_Datos recopilados_:
+---+

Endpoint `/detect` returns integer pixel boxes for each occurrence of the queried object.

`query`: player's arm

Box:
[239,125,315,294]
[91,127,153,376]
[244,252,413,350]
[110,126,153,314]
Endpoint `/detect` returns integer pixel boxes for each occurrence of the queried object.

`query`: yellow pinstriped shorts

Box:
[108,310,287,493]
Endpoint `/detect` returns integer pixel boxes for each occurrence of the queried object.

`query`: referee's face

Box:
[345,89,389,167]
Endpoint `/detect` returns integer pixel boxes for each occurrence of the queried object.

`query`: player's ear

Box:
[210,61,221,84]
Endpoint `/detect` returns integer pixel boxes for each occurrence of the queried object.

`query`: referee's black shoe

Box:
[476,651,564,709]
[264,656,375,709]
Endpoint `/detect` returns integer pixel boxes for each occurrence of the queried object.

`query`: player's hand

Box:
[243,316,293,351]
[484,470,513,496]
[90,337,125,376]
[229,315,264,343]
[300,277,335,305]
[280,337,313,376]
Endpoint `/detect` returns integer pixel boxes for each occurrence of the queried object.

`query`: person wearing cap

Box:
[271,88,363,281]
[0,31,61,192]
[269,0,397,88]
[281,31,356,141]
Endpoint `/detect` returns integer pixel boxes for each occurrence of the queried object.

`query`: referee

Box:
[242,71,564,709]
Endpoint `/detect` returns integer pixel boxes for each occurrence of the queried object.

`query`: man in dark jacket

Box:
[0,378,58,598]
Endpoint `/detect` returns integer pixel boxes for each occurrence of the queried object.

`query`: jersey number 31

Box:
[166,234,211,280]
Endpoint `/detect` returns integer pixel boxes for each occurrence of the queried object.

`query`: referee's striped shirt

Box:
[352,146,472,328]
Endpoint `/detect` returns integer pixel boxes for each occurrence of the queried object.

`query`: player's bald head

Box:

+---+

_Tus instrucciones_:
Busca en el material todas las líneas que contienen la cadena "referee" y cópialas, distinguiendo entre mayúsculas y minúsculas.

_Respuesta del ejercicio_:
`query`: referee's face
`query`: referee's black shoe
`query`: referee
`query`: referee's striped shirt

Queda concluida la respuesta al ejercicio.